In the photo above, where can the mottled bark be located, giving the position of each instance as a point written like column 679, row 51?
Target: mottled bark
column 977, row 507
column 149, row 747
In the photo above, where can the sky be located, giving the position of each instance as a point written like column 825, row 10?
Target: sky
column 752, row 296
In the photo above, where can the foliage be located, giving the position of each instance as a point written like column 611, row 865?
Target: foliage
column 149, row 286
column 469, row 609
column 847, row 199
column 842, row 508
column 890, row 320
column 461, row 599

==

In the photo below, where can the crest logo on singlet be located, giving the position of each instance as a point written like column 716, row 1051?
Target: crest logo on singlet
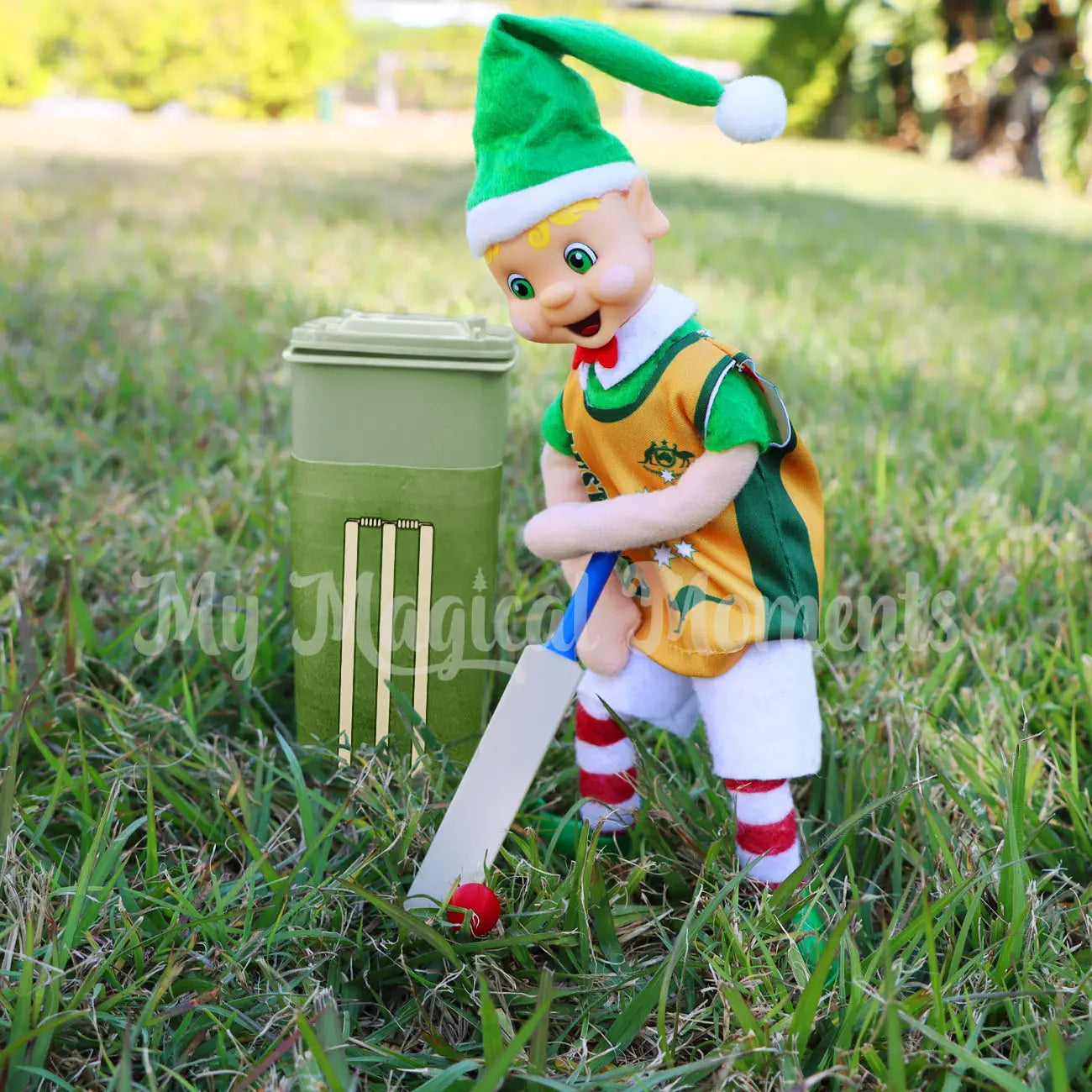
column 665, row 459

• _Short exercise_: Recast the entries as a numbered list, leaving out blank lines. Begin at the line that contains "In the photo above, where can the mottled" and stop after the line that contains "column 461, row 599".

• _The response_:
1. In the photo above, where can the mottled bark be located, giving the position of each instance as a point written like column 679, row 51?
2. Target: mottled bark
3. column 977, row 507
4. column 149, row 747
5. In the photo above, where can the sky be located, giving the position of each instance as a point written like column 825, row 10?
6. Target: sky
7. column 752, row 296
8. In the photo above, where can the foliage be located, giving the position of each instance as a point written like column 611, row 865?
9. Target: foliage
10. column 149, row 286
11. column 469, row 609
12. column 847, row 199
13. column 842, row 508
14. column 890, row 320
15. column 461, row 599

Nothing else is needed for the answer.